Locate the line containing "on the seated" in the data below. Reproduce it and every following line up to the end, exactly as given.

***

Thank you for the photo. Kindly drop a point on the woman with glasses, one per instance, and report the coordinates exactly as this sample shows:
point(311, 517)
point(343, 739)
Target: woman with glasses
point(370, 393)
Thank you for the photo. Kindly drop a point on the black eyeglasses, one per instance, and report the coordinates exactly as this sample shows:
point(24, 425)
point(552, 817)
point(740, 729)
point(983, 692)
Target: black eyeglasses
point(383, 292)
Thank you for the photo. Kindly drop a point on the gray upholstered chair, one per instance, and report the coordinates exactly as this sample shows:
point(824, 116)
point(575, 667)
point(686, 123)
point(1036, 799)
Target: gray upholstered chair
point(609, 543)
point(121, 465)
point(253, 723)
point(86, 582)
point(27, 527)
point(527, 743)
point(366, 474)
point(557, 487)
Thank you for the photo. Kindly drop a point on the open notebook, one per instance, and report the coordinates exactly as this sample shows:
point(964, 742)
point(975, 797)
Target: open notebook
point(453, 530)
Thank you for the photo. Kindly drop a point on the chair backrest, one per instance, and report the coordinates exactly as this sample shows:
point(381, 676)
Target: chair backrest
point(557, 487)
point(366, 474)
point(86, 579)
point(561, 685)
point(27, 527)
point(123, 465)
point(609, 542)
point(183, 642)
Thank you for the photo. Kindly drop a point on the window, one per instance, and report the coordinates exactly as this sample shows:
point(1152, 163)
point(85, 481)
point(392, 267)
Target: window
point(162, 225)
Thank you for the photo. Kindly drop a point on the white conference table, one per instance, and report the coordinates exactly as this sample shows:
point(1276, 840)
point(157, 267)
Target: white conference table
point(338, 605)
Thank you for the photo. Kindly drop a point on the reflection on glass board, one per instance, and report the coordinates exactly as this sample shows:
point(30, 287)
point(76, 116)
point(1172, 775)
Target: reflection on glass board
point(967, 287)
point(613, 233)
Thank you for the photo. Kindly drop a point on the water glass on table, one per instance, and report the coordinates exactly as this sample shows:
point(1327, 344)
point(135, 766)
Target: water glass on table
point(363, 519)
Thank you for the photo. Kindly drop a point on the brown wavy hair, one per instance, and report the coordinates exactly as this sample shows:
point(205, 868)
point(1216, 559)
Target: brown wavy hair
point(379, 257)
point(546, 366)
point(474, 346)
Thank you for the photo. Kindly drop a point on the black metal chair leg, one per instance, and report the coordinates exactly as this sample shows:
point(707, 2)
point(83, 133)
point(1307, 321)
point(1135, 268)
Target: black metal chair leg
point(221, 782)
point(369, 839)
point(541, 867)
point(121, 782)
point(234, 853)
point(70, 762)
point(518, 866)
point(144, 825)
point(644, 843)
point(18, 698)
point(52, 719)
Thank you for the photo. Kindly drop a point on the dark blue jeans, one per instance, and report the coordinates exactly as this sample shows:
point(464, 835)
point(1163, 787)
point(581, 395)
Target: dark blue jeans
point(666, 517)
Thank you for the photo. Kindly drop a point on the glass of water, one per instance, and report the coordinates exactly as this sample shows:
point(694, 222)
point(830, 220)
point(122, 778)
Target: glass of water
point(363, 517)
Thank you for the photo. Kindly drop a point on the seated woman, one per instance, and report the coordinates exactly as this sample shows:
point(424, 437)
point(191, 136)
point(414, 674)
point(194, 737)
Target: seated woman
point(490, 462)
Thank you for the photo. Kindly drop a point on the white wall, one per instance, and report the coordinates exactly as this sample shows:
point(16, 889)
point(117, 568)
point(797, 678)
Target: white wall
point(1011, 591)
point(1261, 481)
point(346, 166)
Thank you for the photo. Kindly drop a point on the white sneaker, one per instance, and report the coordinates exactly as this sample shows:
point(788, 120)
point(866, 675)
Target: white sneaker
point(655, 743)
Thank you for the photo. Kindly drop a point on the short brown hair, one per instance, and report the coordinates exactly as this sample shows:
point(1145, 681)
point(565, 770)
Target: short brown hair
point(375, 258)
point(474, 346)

***

*Task response:*
Thank you for the photo. Kindly drop a point on the seated woman, one per instance, and report the coordinates exactly as this sample shows:
point(424, 437)
point(191, 136)
point(414, 674)
point(194, 737)
Target: seated woman
point(490, 462)
Thank you for the photo. Kindly drop a point on the white wall, one per instance, and report the coordinates exactly as this sample shows:
point(16, 889)
point(117, 568)
point(797, 678)
Target: white wall
point(1011, 591)
point(1261, 481)
point(346, 166)
Thank you for the photo. Kindly drop a point on the white sneaker, one per instance, and report the coordinates exactly as this sample shows:
point(788, 120)
point(866, 675)
Target: white sneaker
point(655, 743)
Thank you for the photo. Kindly drop a point on the short brown hair, one per instance, and report the coordinates exactly as this sample shows:
point(1145, 681)
point(565, 770)
Target: short brown hair
point(375, 258)
point(474, 346)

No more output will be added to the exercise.